Verilen Görev:
Lütfen kaynak metne göre şu soruları yanıtlayın:
1. Yazar, kaleminin titreyişini neye bağlıyor?
2. Uçakta bir araya gelen "moral dağıtıcı" kişiler kimler olarak anılıyor?
3. Bu kişilerin söylemleri ve eylemleri hangi kaynaklar sayesinde biliniyor?

Kaynak Metin:
━━━━━━━━━━━━━━━━
Aslında o kadar ciddiyeti büyük bir konuya kalem oynatmaktayım ki kalemimin titreyişi de inanın ondan. Aman ha yanlış bir şey yazarsam endişesinden ziyade, doğru yazdığımın vereceği rahatsızlıktan çekiniyorum ama bu bir anne olarak, yüreğimin kanamasından çok da önemli değil şu dakika doğrusu.
Kocaman bir uçak içinde moralleri tavan yapmış onlarca insan, hafta sonu pikniğe gidermişçesine katalog çekimi yapmaya gidercesine bir araya gelmiş, sözüm ona moral dağıtıcı sporcular sanatçılar!
Birçoğunu yakinen tanıyor, öncelerini sonralarını takip ettiğimiz için söylemlerini de eylemlerini de biliyoruz magazin basını sayesinde, televizyon kanalları sayesinde.
━━━━━━━━━━━━━━━━
Verilen Bilgiler:

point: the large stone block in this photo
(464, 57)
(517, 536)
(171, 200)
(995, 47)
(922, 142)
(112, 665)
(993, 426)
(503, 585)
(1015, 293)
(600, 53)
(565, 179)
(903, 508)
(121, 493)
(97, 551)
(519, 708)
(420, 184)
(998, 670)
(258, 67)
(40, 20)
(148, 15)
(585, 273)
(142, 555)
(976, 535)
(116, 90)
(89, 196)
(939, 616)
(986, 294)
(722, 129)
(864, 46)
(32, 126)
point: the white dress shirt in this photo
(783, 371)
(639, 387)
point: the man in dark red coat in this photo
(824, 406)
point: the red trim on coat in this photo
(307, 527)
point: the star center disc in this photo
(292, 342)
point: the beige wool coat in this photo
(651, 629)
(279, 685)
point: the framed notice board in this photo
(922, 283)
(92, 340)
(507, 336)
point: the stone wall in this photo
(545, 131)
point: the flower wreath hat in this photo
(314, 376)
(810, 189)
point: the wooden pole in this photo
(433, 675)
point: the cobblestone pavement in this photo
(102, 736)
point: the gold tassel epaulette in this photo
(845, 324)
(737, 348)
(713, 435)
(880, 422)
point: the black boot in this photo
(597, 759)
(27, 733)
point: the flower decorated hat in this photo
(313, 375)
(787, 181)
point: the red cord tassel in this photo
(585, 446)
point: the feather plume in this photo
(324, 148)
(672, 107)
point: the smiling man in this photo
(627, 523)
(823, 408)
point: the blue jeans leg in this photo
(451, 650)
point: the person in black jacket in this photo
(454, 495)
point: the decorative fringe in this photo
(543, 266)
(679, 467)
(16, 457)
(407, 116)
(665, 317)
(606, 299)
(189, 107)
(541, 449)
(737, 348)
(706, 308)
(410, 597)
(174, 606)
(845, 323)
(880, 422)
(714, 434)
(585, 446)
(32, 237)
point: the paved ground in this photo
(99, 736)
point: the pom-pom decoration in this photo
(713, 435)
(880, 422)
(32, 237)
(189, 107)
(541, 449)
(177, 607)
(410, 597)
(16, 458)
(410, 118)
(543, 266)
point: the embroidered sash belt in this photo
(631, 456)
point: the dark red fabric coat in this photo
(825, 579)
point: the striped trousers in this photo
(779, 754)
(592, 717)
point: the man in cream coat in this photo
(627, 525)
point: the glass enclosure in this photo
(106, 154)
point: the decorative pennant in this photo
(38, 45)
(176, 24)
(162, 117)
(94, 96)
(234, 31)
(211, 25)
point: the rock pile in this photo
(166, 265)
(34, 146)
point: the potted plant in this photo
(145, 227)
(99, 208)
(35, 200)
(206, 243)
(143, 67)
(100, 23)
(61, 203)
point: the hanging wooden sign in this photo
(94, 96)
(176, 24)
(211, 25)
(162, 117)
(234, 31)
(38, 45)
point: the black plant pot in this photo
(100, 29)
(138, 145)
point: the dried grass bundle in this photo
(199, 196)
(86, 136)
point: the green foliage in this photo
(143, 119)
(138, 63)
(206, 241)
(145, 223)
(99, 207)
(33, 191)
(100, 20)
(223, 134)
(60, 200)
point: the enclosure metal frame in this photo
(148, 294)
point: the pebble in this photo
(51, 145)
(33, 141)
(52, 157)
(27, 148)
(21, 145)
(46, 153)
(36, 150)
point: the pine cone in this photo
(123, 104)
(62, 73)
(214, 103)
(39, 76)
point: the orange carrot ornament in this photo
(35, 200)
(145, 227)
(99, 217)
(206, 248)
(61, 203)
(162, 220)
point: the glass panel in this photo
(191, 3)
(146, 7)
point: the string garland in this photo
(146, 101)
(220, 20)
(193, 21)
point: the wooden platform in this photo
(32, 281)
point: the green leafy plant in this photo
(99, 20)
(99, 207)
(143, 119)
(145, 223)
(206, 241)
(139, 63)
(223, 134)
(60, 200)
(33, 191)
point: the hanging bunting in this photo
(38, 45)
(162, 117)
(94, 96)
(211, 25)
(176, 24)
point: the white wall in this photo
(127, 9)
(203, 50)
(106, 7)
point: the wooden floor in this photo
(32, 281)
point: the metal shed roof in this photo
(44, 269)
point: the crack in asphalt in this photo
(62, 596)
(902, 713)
━━━━━━━━━━━━━━━━
Görevin Sonucu:
1. Üzerine yazdığı konunun ciddiyetinin çok büyük olmasına.
2. Sporcular ve sanatçılar.
3. Magazin basını ve televizyon kanalları.